== PROVIDED DATA ==
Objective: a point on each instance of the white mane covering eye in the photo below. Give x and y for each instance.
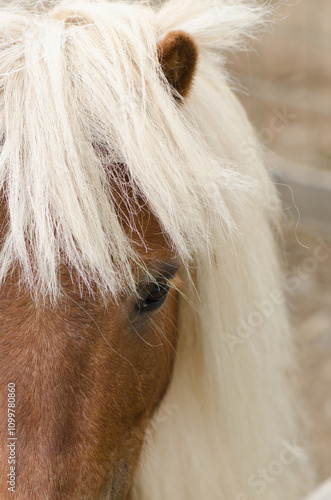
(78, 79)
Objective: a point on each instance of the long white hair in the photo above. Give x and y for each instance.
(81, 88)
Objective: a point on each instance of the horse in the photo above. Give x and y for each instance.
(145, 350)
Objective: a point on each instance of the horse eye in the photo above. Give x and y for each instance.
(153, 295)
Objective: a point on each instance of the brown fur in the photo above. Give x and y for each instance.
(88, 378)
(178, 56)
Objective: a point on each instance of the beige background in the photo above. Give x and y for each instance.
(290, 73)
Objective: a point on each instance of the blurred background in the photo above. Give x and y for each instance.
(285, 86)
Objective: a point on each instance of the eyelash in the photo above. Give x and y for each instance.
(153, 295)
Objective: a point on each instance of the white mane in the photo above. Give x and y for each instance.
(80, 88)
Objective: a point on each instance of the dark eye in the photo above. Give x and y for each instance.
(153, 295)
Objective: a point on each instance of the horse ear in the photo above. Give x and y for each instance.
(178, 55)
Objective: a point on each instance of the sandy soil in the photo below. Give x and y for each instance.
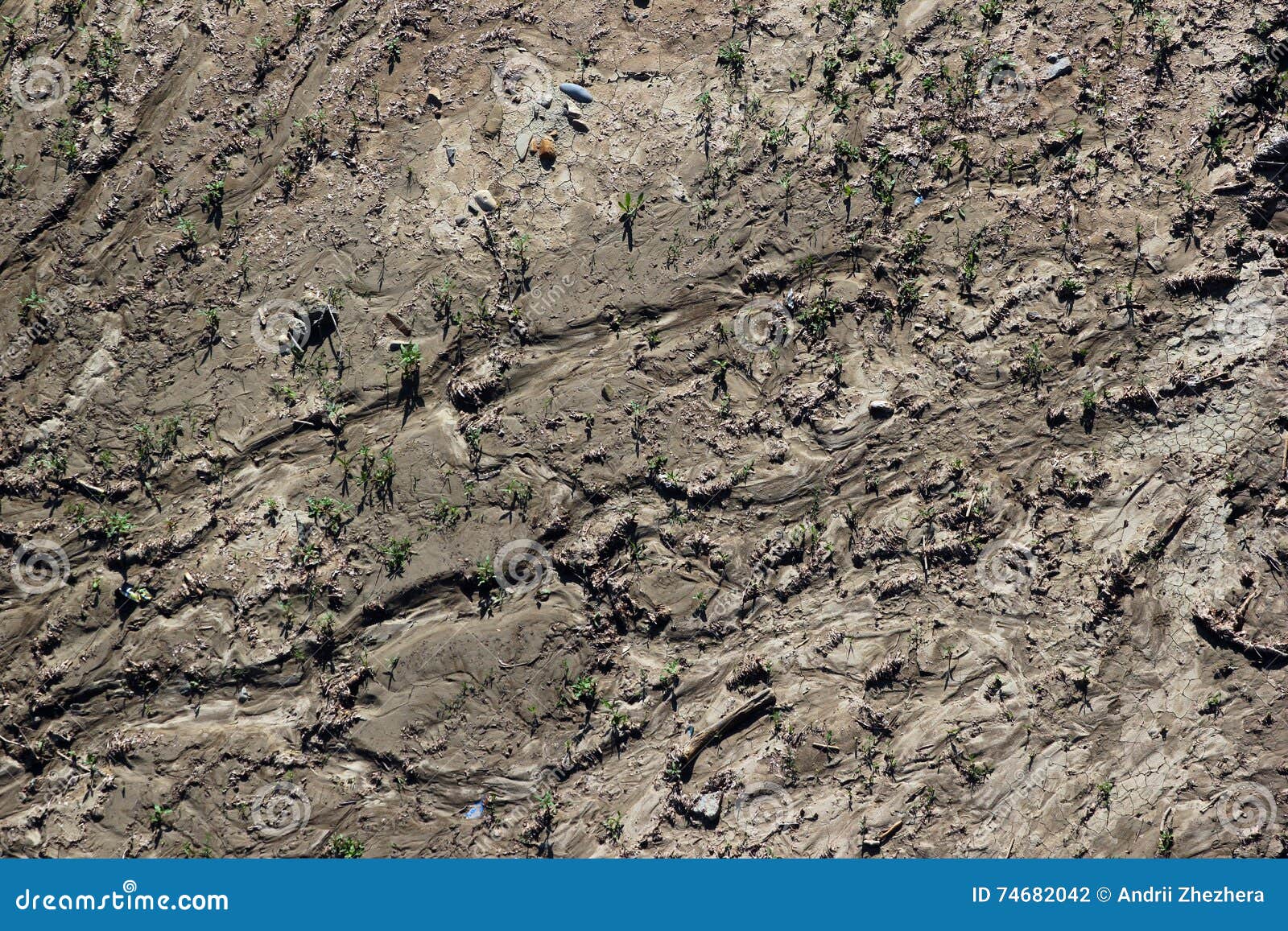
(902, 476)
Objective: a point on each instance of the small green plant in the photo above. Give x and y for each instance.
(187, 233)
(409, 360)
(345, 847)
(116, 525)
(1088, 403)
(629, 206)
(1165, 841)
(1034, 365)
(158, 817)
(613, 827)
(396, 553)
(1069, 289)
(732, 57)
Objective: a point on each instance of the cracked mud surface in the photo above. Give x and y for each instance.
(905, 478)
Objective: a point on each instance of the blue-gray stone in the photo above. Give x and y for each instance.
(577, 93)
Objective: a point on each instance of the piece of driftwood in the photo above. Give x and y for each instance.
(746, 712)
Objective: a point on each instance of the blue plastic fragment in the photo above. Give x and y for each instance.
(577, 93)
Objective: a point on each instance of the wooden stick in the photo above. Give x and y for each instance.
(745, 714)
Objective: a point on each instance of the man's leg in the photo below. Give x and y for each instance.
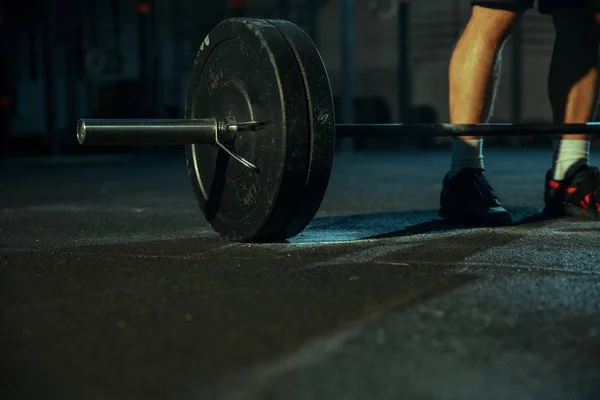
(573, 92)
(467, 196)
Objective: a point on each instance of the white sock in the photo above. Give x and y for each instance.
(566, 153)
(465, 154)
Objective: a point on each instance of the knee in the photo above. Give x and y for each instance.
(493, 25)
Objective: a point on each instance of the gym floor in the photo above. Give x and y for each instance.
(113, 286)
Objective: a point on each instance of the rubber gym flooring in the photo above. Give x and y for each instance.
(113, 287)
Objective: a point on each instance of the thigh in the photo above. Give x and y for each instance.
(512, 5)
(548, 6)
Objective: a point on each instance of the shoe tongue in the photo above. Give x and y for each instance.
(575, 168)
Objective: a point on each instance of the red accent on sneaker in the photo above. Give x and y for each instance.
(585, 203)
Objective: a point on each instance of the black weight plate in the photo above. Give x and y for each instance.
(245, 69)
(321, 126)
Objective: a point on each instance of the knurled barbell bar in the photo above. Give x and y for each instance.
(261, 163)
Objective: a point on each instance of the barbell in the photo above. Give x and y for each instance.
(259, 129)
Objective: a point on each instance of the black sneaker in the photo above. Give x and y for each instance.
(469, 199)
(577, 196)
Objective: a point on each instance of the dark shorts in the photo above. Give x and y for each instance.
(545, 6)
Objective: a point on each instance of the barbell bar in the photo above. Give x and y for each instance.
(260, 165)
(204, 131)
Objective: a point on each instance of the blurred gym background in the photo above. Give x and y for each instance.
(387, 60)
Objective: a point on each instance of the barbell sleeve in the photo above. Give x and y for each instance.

==

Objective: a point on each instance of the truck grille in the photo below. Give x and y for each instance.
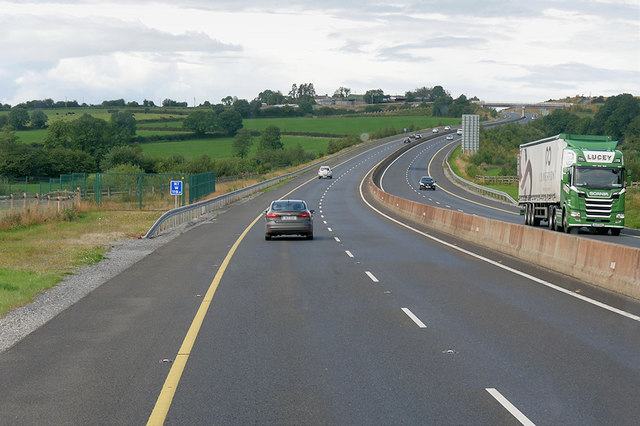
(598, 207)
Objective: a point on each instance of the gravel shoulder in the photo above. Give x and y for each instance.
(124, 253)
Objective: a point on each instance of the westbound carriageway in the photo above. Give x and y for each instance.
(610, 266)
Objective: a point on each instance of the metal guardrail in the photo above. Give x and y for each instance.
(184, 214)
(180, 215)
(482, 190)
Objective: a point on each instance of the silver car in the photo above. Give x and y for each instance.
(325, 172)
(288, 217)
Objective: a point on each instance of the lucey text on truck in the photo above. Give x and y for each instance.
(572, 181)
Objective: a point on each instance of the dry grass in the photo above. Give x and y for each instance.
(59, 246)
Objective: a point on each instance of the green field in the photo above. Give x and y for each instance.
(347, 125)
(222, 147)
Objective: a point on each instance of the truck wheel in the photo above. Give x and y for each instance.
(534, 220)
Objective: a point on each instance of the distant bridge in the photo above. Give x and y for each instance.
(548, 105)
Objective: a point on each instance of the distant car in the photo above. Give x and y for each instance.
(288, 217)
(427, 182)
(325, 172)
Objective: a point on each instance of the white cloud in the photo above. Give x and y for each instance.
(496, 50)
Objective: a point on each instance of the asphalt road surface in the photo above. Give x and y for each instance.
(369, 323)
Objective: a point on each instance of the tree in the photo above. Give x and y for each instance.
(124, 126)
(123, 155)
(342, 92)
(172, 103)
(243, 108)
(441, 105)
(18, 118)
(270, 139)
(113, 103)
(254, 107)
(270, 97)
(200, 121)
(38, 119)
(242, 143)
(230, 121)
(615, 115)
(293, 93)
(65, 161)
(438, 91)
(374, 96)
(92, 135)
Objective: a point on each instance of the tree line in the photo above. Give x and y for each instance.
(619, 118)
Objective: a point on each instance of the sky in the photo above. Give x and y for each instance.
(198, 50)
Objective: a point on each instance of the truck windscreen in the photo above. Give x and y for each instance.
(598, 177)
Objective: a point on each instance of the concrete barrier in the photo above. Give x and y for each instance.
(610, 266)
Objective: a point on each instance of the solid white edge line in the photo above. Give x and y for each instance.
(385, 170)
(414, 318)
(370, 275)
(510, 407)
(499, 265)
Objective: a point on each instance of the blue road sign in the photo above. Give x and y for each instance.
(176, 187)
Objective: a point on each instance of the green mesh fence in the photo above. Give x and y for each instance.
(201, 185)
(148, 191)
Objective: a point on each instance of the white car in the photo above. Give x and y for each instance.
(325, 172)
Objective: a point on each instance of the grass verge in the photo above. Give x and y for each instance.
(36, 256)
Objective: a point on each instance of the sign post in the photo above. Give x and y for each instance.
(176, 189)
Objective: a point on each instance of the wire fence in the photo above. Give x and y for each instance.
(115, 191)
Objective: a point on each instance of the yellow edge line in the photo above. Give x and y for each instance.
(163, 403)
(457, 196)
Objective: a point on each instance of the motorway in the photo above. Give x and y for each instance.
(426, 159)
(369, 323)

== EXERCISE BRIEF ==
How many lines of the records above contain the word "dark"? Reply with the number alone.

== FINAL RESULT ==
2